↓

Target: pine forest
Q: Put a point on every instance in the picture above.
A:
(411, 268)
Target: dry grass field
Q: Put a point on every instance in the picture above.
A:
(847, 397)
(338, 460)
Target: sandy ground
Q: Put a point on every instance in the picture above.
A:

↑
↓

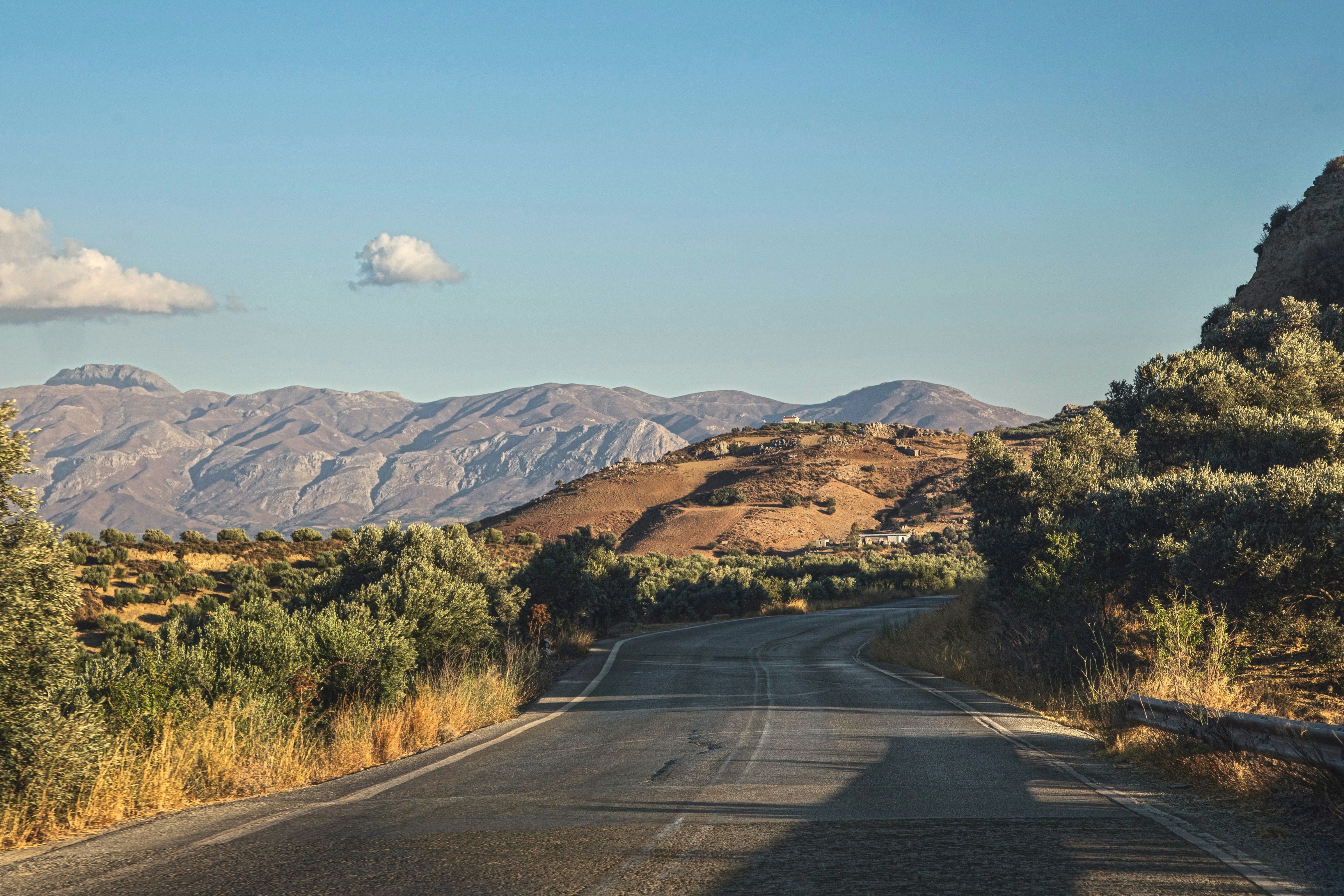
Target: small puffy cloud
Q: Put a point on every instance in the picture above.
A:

↑

--- Set problem ---
Pick out every row above that contains the word "Target", and copy each one. The match is case-sensitive.

--- Result ---
Target: pine forest
Target: dry grass field
Target: sandy ground
Target: small puffy cloud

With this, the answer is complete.